> [SUPPLIED RECORDS]
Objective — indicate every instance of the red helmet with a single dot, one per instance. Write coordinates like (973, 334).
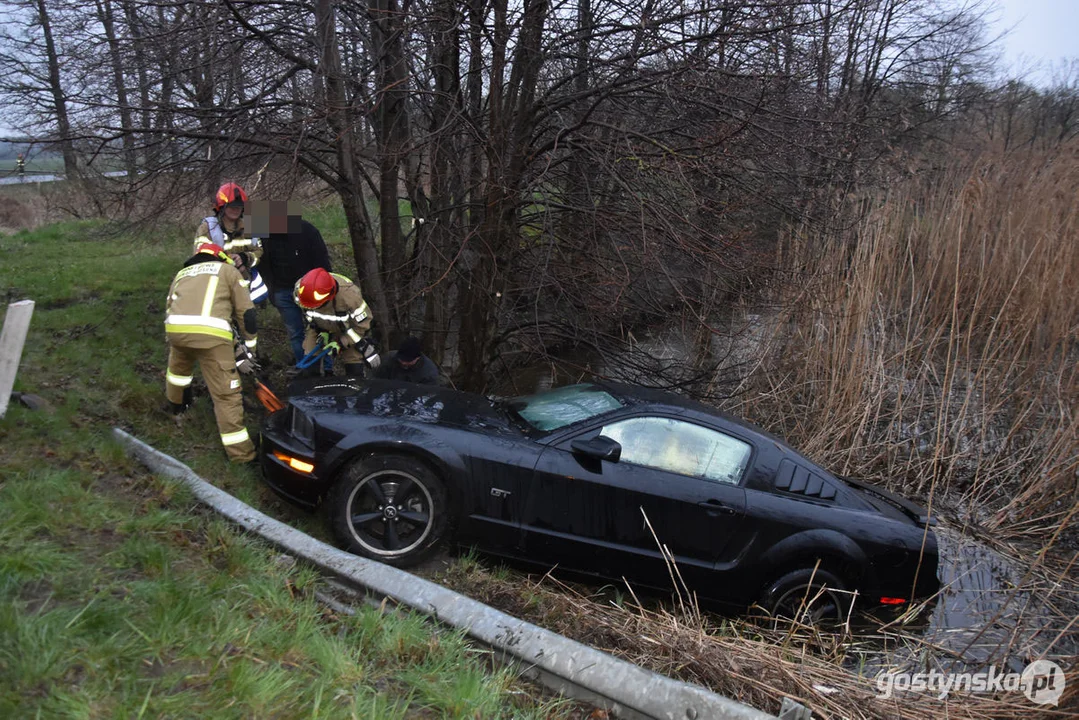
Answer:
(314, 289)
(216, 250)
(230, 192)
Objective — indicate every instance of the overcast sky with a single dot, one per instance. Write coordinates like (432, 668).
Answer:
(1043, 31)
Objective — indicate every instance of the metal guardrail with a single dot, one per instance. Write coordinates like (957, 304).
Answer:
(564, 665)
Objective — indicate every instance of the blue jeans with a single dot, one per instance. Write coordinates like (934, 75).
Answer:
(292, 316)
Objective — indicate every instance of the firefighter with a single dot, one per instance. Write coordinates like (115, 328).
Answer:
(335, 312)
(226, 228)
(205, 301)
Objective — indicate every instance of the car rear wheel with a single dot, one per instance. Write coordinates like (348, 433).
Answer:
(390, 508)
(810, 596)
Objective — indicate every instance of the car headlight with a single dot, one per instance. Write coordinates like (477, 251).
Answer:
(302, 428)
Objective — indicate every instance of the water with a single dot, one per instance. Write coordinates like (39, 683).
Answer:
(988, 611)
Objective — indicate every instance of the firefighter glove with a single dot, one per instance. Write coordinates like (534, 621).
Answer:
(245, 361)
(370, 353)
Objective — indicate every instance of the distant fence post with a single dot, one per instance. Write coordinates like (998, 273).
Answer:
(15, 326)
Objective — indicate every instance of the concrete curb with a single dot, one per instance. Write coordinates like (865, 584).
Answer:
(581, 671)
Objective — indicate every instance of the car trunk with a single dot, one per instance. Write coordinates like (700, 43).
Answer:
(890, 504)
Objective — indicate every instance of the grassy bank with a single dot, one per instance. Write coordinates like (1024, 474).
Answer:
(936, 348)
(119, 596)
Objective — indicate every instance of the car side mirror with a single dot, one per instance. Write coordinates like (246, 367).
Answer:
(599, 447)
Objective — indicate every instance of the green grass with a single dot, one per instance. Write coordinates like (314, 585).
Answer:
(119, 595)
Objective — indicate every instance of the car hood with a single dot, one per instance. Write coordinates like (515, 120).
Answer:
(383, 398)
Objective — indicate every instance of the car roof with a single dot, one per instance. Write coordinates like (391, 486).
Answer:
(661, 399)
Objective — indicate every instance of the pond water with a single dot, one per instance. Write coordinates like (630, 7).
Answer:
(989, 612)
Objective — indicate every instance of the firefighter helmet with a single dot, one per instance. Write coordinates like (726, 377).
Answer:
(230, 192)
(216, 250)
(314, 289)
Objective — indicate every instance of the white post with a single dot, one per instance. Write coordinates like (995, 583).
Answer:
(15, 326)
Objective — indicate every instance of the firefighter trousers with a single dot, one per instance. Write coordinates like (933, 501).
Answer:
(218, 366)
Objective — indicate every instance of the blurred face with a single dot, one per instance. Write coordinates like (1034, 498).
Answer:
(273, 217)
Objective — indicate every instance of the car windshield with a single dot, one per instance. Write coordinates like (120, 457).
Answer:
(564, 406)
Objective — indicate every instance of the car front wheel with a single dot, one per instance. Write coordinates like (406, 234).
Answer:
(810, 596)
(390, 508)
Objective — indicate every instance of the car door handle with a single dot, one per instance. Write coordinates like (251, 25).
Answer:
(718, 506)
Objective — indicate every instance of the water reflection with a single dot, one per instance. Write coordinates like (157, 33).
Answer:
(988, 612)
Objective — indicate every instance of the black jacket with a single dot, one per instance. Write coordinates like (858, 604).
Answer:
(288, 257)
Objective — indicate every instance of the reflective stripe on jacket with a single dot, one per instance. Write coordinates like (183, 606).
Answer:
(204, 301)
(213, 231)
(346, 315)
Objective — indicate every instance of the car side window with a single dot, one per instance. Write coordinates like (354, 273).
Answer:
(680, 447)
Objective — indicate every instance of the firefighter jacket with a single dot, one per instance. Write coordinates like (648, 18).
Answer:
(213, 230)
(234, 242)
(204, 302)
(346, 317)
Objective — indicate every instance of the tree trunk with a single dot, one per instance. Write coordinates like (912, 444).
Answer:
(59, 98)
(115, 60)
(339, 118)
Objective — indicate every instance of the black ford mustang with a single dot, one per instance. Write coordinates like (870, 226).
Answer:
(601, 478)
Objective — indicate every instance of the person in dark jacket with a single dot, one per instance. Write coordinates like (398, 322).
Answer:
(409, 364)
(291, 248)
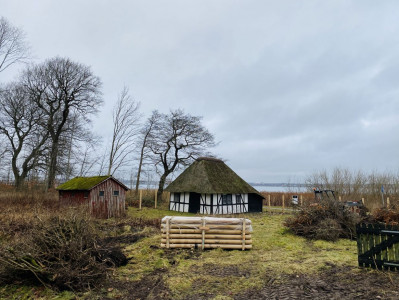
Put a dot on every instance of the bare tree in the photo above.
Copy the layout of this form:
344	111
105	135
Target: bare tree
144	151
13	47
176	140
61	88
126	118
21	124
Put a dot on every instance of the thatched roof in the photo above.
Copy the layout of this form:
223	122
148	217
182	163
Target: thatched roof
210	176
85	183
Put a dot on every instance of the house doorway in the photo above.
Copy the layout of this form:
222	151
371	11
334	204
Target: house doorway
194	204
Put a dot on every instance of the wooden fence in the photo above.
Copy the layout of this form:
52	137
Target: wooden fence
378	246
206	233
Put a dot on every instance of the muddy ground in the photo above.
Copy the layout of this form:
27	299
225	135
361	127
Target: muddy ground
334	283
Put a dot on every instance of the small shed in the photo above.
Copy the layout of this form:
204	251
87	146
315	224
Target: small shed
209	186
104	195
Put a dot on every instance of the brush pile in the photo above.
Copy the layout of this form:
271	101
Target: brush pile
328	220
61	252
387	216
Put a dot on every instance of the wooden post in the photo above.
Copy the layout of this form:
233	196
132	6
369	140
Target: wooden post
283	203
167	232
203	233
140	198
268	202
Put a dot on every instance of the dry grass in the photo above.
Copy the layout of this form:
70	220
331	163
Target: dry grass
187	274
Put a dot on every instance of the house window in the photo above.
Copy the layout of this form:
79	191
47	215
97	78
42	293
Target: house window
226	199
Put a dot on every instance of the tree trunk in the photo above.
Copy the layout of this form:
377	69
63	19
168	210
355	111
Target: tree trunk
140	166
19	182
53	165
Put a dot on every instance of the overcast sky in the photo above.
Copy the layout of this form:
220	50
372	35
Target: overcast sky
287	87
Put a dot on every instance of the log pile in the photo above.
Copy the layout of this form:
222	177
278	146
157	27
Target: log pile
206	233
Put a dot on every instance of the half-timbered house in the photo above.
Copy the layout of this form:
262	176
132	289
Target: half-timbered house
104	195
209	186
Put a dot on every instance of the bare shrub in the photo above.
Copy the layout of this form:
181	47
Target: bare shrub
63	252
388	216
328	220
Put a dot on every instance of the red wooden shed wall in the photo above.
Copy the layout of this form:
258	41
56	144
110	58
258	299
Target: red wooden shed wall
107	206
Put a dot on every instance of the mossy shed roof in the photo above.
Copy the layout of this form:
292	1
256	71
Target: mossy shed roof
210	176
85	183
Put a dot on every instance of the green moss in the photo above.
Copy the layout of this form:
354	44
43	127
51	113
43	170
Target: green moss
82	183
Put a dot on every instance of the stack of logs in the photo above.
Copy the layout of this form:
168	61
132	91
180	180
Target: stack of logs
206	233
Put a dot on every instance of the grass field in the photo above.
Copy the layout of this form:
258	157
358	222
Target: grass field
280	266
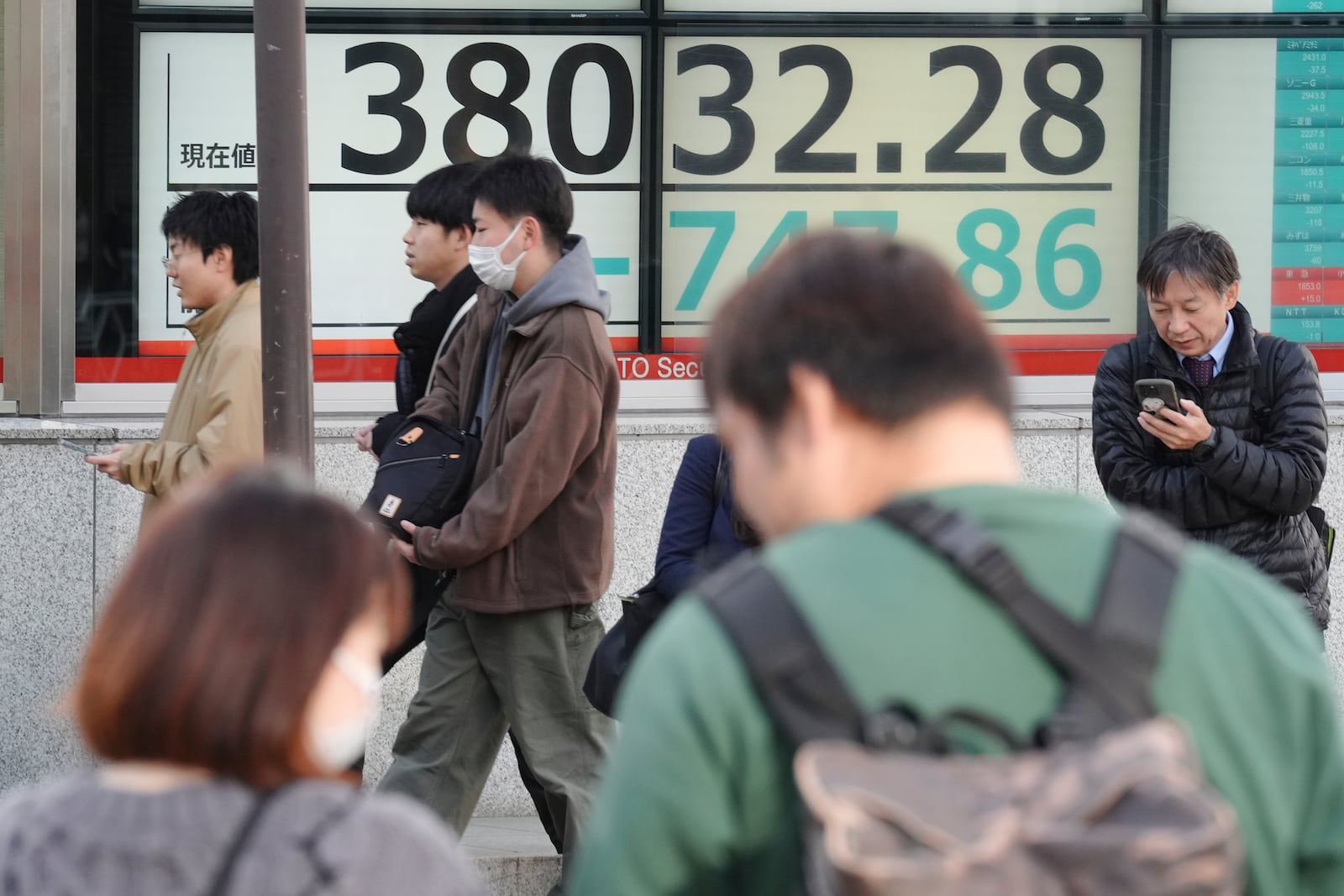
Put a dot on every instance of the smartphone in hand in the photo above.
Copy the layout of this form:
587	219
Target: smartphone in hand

> [EXERCISE] Show all lines from the data that contain "firefighter".

> [SOLUTION FOR THIS TASK]
Objective — indicate every instance of the firefighter with a single dot, one per instance. Write coordinates like (115, 328).
Objective — indicate every instance of the firefighter glove with a single dot, one per instance. Write coordinates like (534, 621).
Objective — indicate every instance of the firefighter helmet with a single dot, one per instance. Write coordinates like (726, 377).
Objective — indicate every instance of the firefighter trousers with a single dot, one per instance. Write coordinates like (933, 501).
Objective — indicate every instance of the firefighter jacket with a single dot, one per instance. Write coordinates like (648, 18).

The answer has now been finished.